**TASK TO COMPLETE**: Only these lines of the data below are wanted: the one with "cab in the photo above.", the one with "tractor wheel in the photo above.", and any lines between them, each repeated exactly.

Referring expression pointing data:
......

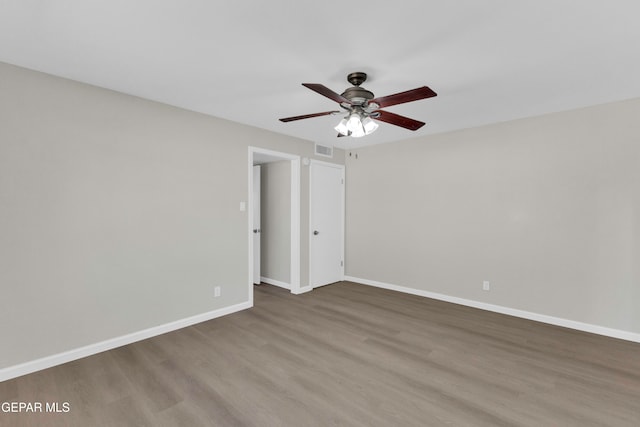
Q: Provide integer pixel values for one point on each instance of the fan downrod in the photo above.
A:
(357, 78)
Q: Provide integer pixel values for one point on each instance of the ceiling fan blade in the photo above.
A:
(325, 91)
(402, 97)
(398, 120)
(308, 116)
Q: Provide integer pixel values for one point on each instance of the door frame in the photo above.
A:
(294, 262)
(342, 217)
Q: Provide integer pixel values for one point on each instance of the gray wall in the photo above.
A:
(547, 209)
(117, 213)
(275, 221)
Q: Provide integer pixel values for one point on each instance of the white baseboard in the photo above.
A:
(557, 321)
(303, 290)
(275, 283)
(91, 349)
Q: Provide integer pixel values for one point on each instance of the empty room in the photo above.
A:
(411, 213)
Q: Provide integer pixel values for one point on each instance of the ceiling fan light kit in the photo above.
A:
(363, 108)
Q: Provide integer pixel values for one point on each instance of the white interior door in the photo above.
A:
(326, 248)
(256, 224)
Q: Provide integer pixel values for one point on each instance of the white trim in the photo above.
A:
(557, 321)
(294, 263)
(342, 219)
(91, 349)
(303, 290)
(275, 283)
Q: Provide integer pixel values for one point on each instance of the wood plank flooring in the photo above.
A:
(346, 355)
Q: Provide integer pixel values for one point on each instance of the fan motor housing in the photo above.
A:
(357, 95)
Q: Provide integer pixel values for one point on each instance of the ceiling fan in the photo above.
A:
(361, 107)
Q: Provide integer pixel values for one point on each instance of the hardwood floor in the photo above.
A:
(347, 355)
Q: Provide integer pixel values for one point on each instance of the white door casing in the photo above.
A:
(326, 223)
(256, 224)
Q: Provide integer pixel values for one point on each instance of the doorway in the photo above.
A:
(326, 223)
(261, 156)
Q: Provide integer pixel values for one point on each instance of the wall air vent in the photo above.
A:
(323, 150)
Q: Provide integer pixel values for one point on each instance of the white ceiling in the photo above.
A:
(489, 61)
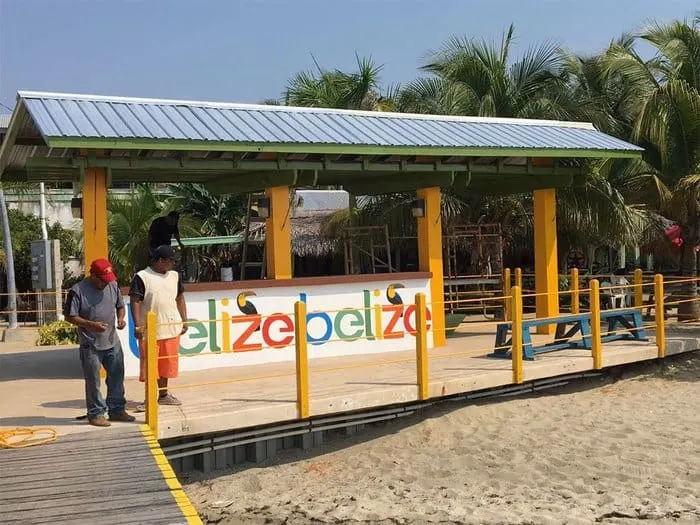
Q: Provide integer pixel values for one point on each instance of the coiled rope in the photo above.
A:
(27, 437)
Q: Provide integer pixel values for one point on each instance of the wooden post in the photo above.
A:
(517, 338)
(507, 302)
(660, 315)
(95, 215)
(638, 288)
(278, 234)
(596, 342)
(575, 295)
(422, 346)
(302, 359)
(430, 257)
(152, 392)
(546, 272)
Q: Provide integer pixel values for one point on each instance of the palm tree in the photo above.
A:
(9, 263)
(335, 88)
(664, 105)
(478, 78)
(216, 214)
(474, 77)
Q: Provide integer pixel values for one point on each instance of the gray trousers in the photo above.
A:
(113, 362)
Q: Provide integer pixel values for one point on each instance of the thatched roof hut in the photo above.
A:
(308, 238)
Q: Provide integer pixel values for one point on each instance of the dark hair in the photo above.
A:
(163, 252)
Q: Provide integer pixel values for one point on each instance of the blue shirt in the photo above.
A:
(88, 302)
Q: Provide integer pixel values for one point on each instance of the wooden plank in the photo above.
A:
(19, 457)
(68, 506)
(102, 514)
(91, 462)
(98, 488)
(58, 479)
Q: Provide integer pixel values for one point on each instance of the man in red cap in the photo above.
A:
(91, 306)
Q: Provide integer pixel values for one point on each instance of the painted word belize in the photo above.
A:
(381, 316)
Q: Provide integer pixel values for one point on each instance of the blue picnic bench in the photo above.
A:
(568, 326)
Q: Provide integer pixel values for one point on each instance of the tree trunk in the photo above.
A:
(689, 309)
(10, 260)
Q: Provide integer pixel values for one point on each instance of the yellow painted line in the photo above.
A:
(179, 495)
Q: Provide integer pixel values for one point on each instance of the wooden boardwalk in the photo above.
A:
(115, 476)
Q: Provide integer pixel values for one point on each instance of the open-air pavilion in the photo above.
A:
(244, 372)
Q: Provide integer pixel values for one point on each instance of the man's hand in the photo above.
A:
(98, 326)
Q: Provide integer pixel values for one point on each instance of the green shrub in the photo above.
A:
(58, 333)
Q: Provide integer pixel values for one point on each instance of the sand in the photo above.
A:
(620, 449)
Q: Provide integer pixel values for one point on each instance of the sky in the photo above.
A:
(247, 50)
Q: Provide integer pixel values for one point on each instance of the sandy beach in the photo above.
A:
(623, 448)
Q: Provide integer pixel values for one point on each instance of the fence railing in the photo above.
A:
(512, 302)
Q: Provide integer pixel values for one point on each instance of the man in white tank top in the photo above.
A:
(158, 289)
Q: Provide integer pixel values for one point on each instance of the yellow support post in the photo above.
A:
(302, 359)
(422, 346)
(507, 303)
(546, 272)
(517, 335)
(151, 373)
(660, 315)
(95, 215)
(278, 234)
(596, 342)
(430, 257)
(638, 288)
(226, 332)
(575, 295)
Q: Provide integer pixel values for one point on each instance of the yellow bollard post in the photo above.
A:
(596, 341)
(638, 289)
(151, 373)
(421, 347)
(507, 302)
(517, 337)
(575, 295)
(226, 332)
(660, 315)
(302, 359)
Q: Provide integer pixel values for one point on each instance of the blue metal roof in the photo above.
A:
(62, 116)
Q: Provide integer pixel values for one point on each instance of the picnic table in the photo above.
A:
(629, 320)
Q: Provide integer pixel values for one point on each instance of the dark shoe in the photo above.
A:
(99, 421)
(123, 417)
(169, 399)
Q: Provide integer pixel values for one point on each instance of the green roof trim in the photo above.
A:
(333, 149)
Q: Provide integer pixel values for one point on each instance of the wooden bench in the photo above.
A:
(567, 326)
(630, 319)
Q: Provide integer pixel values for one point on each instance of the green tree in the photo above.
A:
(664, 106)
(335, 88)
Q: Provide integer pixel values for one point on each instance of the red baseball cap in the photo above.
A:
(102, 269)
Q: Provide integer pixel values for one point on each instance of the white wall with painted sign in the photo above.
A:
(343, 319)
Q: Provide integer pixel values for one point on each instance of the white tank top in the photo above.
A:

......

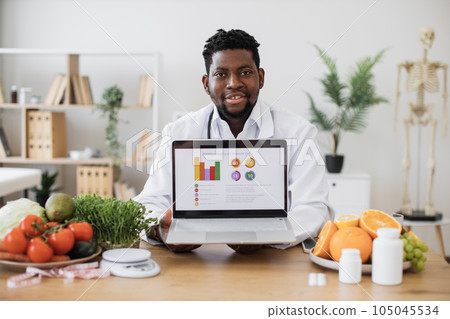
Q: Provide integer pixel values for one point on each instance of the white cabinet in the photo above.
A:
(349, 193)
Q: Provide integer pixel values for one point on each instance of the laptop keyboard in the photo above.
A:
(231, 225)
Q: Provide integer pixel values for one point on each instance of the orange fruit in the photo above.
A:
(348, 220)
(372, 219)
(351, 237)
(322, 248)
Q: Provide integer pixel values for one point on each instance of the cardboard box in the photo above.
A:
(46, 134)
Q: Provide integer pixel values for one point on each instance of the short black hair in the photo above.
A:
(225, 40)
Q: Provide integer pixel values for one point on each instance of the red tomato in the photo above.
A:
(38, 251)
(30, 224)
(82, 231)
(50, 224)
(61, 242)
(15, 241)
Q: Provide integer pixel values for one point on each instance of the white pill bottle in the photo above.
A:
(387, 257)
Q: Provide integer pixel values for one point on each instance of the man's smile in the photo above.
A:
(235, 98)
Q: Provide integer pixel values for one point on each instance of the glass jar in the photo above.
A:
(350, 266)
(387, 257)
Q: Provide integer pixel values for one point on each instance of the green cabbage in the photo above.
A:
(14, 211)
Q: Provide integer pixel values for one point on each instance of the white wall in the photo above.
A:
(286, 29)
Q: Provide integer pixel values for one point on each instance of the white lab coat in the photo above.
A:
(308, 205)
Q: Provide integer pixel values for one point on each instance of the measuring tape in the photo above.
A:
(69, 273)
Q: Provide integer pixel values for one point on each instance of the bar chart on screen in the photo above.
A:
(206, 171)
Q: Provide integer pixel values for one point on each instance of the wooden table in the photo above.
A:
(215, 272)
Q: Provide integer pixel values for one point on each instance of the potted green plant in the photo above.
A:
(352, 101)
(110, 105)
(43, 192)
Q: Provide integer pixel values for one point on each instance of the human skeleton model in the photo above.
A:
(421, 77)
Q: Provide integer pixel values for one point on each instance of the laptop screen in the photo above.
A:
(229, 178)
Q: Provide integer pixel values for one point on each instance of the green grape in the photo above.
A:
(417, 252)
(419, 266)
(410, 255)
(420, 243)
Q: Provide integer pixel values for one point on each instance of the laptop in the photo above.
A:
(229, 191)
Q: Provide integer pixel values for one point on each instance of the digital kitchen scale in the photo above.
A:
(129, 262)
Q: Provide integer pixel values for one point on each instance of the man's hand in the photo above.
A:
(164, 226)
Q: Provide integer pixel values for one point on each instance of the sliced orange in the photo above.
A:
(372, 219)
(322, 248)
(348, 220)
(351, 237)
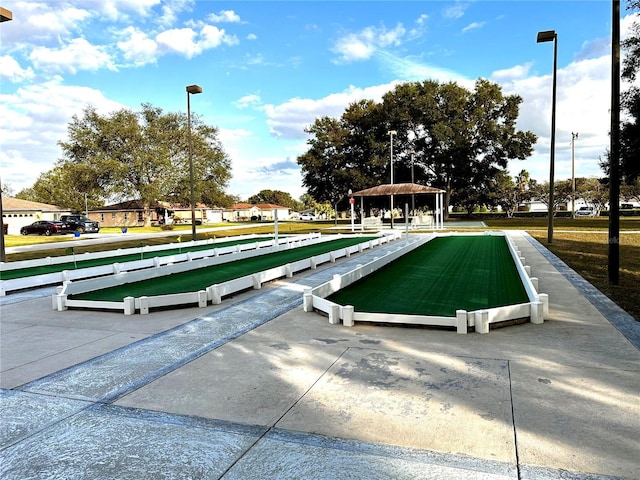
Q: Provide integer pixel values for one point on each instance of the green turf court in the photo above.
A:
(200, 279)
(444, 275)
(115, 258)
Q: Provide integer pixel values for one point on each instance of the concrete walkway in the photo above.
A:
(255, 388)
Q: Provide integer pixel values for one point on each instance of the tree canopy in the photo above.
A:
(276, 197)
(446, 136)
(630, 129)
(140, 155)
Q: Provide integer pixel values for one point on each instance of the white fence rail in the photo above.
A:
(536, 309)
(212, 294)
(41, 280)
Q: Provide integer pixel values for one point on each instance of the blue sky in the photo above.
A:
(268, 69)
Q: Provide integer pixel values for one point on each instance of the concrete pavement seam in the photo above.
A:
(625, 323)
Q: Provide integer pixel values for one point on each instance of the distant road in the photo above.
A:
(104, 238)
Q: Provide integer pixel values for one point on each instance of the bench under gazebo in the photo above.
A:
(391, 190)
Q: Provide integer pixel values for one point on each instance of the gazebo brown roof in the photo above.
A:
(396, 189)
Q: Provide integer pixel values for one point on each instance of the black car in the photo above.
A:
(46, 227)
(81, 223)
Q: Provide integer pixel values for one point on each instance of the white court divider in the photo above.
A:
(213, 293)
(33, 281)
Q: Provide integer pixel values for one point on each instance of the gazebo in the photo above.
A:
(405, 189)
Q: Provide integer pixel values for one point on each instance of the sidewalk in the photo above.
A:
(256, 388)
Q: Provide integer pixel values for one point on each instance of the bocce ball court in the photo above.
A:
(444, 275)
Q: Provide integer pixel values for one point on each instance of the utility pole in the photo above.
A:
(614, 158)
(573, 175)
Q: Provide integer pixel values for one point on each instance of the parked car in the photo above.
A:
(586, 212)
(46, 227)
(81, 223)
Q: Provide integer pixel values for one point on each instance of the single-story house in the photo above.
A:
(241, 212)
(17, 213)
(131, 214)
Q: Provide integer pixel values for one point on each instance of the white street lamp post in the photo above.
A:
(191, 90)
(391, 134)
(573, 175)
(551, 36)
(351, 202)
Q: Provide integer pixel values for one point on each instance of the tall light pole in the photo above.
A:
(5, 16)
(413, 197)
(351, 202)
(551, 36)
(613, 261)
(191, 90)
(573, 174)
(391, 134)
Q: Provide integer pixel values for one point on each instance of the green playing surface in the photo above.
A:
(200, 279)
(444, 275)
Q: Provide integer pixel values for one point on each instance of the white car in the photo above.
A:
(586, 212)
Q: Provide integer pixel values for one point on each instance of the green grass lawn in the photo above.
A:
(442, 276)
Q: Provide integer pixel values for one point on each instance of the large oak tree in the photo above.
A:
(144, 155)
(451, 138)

......

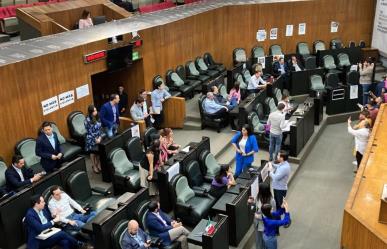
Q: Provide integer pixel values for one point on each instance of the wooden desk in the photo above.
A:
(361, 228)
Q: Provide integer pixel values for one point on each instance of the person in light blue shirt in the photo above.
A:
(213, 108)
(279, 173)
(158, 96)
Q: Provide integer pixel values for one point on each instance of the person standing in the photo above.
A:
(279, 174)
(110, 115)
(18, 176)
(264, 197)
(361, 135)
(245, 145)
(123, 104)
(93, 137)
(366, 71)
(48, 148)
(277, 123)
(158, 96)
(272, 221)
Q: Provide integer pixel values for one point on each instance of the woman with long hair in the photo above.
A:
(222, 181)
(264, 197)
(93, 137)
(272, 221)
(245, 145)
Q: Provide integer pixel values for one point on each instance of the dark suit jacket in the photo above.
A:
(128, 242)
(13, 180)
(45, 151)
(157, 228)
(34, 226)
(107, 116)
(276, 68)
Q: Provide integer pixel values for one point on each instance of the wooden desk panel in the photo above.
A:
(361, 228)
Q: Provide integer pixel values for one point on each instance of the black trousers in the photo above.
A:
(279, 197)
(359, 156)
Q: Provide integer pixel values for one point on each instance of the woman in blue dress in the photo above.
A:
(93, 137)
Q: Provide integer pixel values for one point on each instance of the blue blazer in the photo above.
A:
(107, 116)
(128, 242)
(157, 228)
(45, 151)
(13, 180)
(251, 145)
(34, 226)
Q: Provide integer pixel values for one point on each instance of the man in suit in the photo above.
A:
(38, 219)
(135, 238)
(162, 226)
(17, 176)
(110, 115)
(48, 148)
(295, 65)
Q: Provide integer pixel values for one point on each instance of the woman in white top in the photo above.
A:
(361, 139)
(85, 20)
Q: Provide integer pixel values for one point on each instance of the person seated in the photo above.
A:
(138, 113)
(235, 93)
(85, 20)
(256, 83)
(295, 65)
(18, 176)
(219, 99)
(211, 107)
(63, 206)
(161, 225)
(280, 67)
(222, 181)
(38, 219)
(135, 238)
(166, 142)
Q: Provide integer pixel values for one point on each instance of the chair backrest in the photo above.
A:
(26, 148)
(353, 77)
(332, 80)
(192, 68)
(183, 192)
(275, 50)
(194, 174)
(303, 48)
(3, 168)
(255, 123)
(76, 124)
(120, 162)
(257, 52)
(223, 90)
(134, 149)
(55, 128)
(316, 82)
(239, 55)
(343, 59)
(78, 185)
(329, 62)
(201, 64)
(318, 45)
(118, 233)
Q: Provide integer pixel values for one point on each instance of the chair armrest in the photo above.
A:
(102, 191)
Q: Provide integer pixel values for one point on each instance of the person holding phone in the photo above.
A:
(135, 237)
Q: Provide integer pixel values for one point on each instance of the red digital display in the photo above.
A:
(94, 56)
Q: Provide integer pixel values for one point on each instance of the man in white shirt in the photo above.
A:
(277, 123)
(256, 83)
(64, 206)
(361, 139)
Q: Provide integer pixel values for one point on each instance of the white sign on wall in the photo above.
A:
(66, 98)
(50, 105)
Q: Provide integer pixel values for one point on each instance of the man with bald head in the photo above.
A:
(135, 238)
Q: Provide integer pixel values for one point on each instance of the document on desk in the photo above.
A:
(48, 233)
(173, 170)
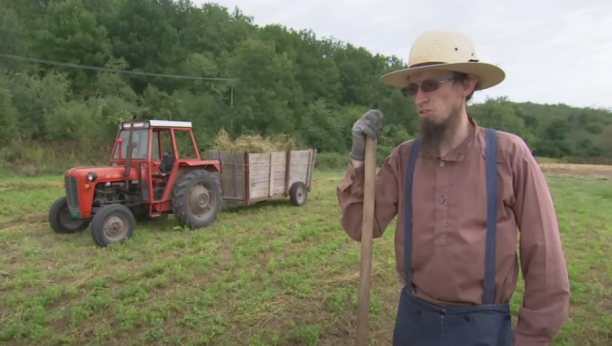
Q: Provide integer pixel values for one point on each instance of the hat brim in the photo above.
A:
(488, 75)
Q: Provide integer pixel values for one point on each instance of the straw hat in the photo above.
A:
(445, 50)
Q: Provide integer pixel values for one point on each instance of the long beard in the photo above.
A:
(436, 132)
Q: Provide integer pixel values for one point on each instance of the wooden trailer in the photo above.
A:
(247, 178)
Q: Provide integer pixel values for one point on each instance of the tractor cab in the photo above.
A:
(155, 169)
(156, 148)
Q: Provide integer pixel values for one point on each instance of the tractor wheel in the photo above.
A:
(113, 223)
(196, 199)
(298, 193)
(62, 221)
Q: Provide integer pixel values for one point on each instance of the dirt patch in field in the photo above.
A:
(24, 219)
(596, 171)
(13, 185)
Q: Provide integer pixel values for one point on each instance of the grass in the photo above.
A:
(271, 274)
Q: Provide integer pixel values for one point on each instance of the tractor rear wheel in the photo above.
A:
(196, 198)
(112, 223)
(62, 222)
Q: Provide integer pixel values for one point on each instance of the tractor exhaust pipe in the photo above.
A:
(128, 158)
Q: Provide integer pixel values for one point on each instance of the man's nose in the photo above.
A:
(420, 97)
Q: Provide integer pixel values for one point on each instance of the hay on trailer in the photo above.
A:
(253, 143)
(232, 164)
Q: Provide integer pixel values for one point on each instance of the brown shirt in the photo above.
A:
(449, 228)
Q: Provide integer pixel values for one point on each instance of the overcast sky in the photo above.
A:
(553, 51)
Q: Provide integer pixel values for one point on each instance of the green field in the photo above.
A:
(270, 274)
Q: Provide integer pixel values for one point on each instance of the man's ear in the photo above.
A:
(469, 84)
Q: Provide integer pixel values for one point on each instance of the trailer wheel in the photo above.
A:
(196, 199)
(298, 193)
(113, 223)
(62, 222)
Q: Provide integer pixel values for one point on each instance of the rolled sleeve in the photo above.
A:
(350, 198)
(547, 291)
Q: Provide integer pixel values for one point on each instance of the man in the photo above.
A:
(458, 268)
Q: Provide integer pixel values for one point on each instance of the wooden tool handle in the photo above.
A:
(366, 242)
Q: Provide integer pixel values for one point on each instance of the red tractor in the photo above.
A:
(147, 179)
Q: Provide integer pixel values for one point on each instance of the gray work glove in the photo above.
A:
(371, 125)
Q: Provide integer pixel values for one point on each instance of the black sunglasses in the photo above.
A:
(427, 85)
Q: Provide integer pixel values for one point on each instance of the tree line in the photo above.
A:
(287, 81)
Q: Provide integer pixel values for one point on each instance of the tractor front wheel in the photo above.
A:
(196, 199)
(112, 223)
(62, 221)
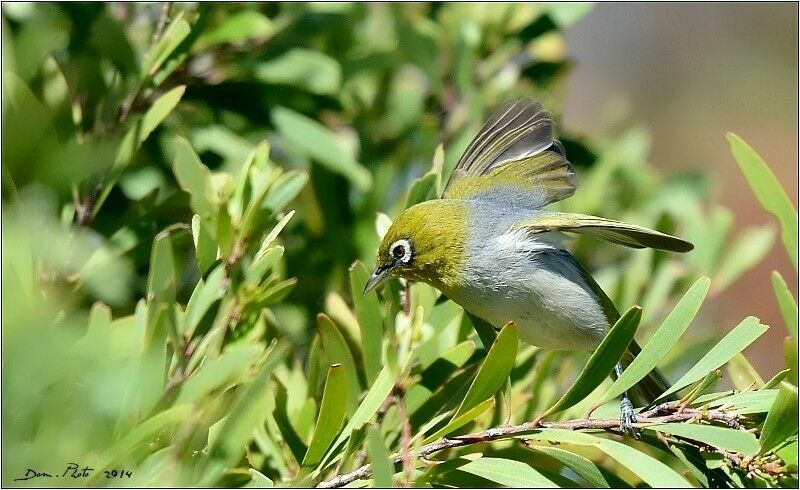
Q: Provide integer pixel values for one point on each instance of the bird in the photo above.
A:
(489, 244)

......

**SOLUTION FOR THIS TASK**:
Q: Provide integer pixel values for one point on each instance of the tractor cab in the photo above.
A:
(155, 169)
(156, 148)
Q: Provide integer pixel values for one point on each instance of the tractor wheel in the photo above.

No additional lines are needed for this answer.